§ **STATED TASK**: Copy the records below verbatim, from the line that contains "For every instance of the dirt path, put" through the end of the records.

### EXERCISE INPUT

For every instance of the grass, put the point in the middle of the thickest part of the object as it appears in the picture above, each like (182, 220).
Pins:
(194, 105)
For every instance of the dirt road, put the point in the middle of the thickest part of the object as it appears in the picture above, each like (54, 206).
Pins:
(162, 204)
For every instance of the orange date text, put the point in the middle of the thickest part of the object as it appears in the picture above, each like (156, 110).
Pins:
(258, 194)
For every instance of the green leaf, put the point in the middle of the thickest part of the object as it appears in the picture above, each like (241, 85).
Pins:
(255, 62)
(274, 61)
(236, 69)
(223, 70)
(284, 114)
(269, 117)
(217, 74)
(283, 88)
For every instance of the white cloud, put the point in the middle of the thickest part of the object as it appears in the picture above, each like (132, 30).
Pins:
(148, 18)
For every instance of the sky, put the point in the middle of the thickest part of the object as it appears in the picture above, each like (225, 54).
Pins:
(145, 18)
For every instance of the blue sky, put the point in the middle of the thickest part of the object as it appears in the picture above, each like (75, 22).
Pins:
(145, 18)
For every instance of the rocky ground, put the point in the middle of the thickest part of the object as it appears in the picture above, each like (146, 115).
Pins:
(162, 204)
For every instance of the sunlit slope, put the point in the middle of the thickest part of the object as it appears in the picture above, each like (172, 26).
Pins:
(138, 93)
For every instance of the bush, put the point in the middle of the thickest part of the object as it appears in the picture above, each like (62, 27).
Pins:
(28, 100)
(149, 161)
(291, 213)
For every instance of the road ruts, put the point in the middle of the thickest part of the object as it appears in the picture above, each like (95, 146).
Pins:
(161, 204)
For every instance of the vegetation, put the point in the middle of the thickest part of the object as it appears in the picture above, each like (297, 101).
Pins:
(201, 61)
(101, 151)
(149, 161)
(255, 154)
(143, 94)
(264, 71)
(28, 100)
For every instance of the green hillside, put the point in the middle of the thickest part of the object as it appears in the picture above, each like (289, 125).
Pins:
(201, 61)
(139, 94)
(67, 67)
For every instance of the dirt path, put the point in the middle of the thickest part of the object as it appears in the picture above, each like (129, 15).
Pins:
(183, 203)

######

§ **OUTPUT FOR THIS EXERCISE**:
For every instance of the dirt path, put the point in the middle of the thickest part of the object as it appears in the picture above, each like (129, 15).
Pins:
(183, 203)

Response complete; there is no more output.